**Supplied data:**
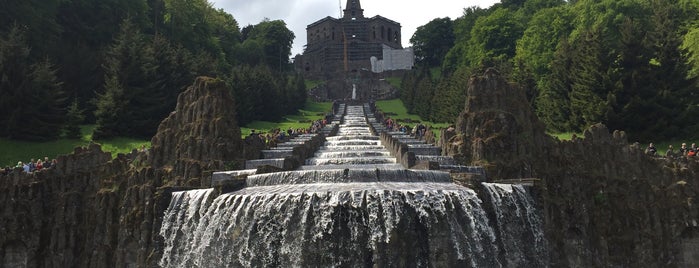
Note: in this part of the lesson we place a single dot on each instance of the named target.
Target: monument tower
(352, 46)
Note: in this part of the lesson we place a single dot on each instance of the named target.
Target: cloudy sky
(299, 13)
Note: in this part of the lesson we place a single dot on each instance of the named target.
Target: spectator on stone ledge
(670, 153)
(651, 150)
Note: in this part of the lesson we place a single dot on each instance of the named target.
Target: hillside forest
(631, 64)
(120, 64)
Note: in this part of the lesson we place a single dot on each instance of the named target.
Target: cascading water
(352, 213)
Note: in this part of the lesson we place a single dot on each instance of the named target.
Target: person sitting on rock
(684, 150)
(670, 153)
(651, 149)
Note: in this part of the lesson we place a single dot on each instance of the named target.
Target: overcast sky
(300, 13)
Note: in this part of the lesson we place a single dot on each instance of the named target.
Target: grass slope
(311, 112)
(12, 151)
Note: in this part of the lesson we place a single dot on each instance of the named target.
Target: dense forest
(120, 64)
(631, 64)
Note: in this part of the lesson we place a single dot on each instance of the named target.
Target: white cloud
(300, 13)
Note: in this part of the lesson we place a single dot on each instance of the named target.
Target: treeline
(631, 64)
(121, 64)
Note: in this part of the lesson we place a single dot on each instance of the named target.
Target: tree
(128, 71)
(494, 37)
(589, 82)
(276, 40)
(553, 101)
(432, 41)
(74, 117)
(32, 97)
(450, 96)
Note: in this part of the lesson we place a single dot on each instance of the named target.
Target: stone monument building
(352, 44)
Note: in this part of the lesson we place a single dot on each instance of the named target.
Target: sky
(300, 13)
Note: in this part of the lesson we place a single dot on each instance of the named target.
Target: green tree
(74, 117)
(128, 71)
(32, 97)
(432, 41)
(494, 37)
(275, 41)
(553, 102)
(589, 82)
(450, 96)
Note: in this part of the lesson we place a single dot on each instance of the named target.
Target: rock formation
(607, 203)
(201, 134)
(94, 211)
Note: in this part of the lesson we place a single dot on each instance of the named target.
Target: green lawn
(661, 146)
(12, 151)
(312, 83)
(396, 110)
(303, 119)
(394, 81)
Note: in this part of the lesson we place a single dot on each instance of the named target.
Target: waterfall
(518, 224)
(332, 225)
(352, 206)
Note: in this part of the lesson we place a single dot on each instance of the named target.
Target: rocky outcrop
(201, 134)
(497, 129)
(606, 202)
(92, 210)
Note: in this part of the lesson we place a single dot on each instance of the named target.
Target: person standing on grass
(670, 153)
(651, 149)
(47, 163)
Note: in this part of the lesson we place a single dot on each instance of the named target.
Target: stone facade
(353, 37)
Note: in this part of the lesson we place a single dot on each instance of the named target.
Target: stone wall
(94, 211)
(606, 203)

**Stated problem:**
Give every record again exactly, apart from the pictures, which stay out.

**Response:**
Note: in this part of the lesson we place a single dot on each instance of the named target.
Target: monument tower
(352, 46)
Note: in this part of the lesson we place a single dot on each instance of the named target.
Target: cloudy sky
(299, 13)
Note: in this part of the lesson we place a single dot on each instance of the named target.
Target: spectator on stone ledge
(670, 153)
(651, 150)
Note: in this part of the lesson we place a single dot on each instance of the named target.
Target: hillside forest
(631, 64)
(120, 64)
Note: in this part of the lesson we place a single dot on each instance of the named target.
Target: cascading water
(352, 213)
Note: in this part of the lesson we place a single dot on each instance of the named target.
Target: person sitting on rock
(684, 150)
(670, 153)
(651, 149)
Note: in this part of the lesson we place a single dot on each instance of the named target.
Target: overcast sky
(300, 13)
Note: in this part of the lesson we place a single dot on each instance of the named target.
Target: grass slope
(311, 112)
(12, 151)
Note: in this part of the lesson we place a single dot on each instance of the named target.
Target: dense forest
(120, 64)
(631, 64)
Note: in this part of the lesson we place a single dot on each instance of the named target.
Target: white cloud
(300, 13)
Note: in this part of the lesson we place a single dot on each instance of the named target.
Target: treeline
(631, 64)
(121, 64)
Note: in this part of the lesson we place a single dot on each instance of the named target.
Target: tree
(128, 71)
(494, 37)
(589, 82)
(276, 40)
(553, 101)
(432, 41)
(74, 117)
(32, 97)
(450, 96)
Note: in this part of the lesson we place a single dot on each instance of the named target.
Target: stone monument building
(352, 44)
Note: in this part of the lesson we place a single dot on each instance of the named target.
Target: sky
(300, 13)
Note: in this part of the lesson we place a single dot on each instance of the named target.
Target: green tree
(74, 117)
(128, 71)
(32, 97)
(432, 41)
(494, 37)
(275, 41)
(553, 102)
(589, 82)
(450, 96)
Note: in this part of the lesson we place a single dot on each instance of the named target.
Target: rock formation
(607, 203)
(201, 134)
(94, 211)
Note: in this part of the lesson we place a single dot on each instance of the named target.
Target: green lawn
(661, 146)
(12, 151)
(312, 83)
(396, 110)
(303, 119)
(394, 81)
Note: in this part of the lesson we place a single dot on each instance of the named target.
Target: waterfall
(518, 224)
(332, 225)
(352, 206)
Note: in this part of the lesson we place a single dot on each instance of the named target.
Target: rocky outcrop
(201, 134)
(497, 129)
(606, 202)
(92, 210)
Note: in this part of the lesson we place a single dot on each instance of the named target.
Target: person standing on grass
(670, 153)
(651, 149)
(47, 163)
Note: in this part of the lesson we place a single dot on each instance of the named target.
Target: stone facade
(353, 37)
Note: in this part of the lesson we place a single dot on each instance of the named target.
Target: stone wall
(94, 211)
(606, 203)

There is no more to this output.